Repeat every record below exactly, omitting any pictures.

** start Data for the task **

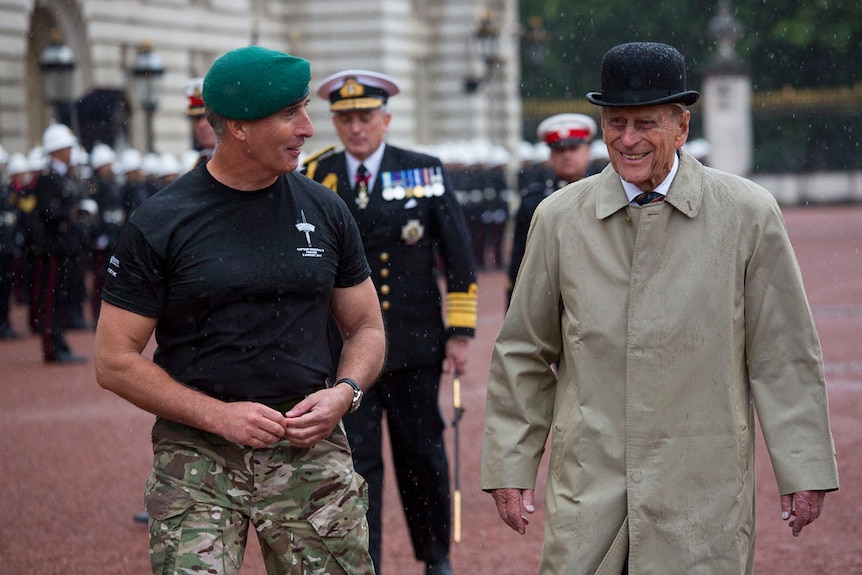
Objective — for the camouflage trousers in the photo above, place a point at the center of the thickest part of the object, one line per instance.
(307, 505)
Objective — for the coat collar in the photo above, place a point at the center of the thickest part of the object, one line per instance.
(685, 194)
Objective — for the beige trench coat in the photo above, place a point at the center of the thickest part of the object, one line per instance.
(672, 323)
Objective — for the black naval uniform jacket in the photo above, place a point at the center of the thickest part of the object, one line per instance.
(411, 224)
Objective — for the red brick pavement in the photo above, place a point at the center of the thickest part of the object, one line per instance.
(73, 458)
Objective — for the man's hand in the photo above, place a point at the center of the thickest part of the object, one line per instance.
(456, 354)
(511, 505)
(803, 506)
(250, 424)
(314, 418)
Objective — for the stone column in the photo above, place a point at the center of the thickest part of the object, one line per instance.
(727, 99)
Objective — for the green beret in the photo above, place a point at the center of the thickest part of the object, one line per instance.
(254, 82)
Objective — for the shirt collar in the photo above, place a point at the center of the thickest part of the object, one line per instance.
(632, 190)
(371, 163)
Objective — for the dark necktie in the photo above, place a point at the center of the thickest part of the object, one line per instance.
(361, 187)
(648, 198)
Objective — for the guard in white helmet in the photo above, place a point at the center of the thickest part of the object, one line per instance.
(567, 137)
(57, 244)
(104, 188)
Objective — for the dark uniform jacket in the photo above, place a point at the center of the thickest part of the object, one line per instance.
(57, 198)
(412, 219)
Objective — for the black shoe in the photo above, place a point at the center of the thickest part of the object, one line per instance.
(441, 567)
(66, 357)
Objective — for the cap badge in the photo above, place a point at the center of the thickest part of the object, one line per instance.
(351, 89)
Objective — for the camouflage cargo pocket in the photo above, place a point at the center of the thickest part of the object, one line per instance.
(167, 505)
(343, 529)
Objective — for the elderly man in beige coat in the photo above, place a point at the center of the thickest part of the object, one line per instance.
(642, 339)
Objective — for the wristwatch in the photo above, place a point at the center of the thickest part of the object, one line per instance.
(357, 393)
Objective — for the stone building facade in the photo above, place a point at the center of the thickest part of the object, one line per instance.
(430, 46)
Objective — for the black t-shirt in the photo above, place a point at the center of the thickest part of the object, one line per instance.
(240, 282)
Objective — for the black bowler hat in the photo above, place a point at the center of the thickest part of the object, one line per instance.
(643, 74)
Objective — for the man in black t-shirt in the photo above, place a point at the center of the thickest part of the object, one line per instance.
(236, 267)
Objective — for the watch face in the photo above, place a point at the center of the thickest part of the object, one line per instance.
(357, 399)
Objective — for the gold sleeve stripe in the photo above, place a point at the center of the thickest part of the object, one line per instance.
(331, 181)
(462, 308)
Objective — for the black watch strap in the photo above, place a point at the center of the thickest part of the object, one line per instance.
(357, 392)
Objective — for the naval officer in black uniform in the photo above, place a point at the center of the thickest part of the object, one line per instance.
(410, 221)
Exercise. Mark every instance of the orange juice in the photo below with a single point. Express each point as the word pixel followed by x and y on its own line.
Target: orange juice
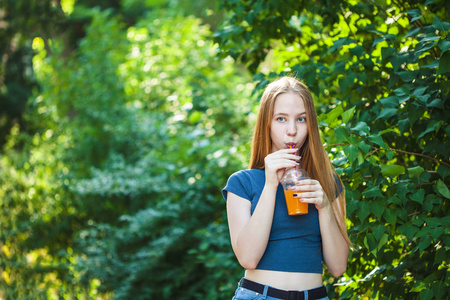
pixel 294 205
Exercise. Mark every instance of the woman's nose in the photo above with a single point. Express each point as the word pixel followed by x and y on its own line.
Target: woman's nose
pixel 291 129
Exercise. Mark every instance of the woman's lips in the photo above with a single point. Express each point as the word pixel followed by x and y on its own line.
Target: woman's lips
pixel 290 145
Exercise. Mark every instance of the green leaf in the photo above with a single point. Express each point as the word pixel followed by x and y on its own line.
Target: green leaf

** end Data for the task **

▶ **Task answer**
Objective — for the camouflage trousers in the photo above, place a point at the center of the thickest part of the object, one line per instance.
(307, 505)
Objective — for the coat collar in the photo above, place a point at the center of the thickest part of the object, one line per instance.
(685, 194)
Objective — for the beige trench coat in the photo above, place a point at the center of the thickest part of the object, one line per instance.
(672, 323)
Objective — for the black naval uniform jacket in the photo above, place a point at the center of the thickest part of the object, one line per instance.
(411, 224)
Objective — for the red brick pavement in the photo above, place a point at the center of the thickest part of the object, one line per instance.
(73, 458)
Objective — for the man's hand in the photo above, place a point at the center of the thickest part of the object, one line per instance.
(456, 354)
(511, 505)
(803, 506)
(250, 424)
(314, 418)
Objective — for the stone column in the photo above, place a point at the center of the thickest part of the object, one line per instance.
(727, 99)
Objective — for the green beret in the photo above, place a point at the center of the thickest part of the object, one line per instance.
(254, 82)
Objective — for the shirt collar in the photo above, place a point at the center of the thickest part of the object, one line per instance.
(632, 190)
(371, 163)
Objective — for the dark necktie in the photo above, place a point at the center of the thickest part of the object, one line per instance.
(361, 187)
(648, 198)
Objective — for the guard in white helmet in the photo above, place a point at the center of the thickest part of the object, one line per instance.
(567, 137)
(57, 244)
(104, 188)
Objective — for the dark uniform jacket in the photo above, place a point at the center of the thickest part of the object, one line per instance.
(57, 198)
(412, 219)
Objective — for the black shoe in the photo above, place a point at the center of the thickest part of the object, one line per instance.
(441, 567)
(66, 357)
Objective — for the cap badge in the photo above, place a point at the center of the thickest part of the object, one line per instance.
(351, 89)
Objective — for the camouflage cargo pocket in the photo above, place a point at the center of the thickest part of the object, one line per instance.
(167, 505)
(343, 529)
Objective — for the elderly man in beige coat in the photo above, place a point at the center of the thickest part of the object, one line per instance.
(642, 339)
Objective — for the wristwatch in the photo above, place a point at the center of the thickest part of the object, one line per instance.
(357, 393)
Objective — for the stone building facade in the photo above, place a point at the center of the thickest part of the object, one line per instance.
(430, 46)
Objective — for the black t-shirt in the photo above, place a point at the center of the thickest part of the object, one line per instance.
(240, 282)
Objective — for the black bowler hat in the photo above, place a point at the center of the thickest part of the object, one line per instance.
(643, 74)
Objective — for the man in black t-shirt in the photo above, place a point at the center of the thickest part of the object, one line per instance.
(236, 267)
Objective — for the watch face in the photo above, place a point at the center of the thickest part of the object, one line per instance.
(357, 399)
Objective — for the gold sleeve stripe in the photo above, place a point at the center of the thickest part of the object, one line per instance.
(331, 181)
(462, 308)
Objective — for the black watch strap in the photo above, place a point at the center of the thickest part of the object, one line per instance.
(357, 392)
Objective — for the naval officer in black uniform in the photo above, place a point at the center of the thickest part of the object, one line per instance.
(410, 221)
Exercise. Mark every instance of the orange juice in the photo below with a single point. Express each point as the word pixel followed by x and y on its own line.
Target: orange juice
pixel 294 205
Exercise. Mark every instance of the woman's nose in the photo above with a single point. Express each point as the word pixel followed by x and y on its own line.
Target: woman's nose
pixel 291 129
Exercise. Mark every instance of the woman's lips in the photo above with a single point. Express each point as the word pixel followed by x and y on its own line.
Target: woman's lips
pixel 290 145
Exercise. Mark every instance of the green leaf in the photo above with a single point. Express each point as the word pixel followed by x and y on its own line.
Target: green leaf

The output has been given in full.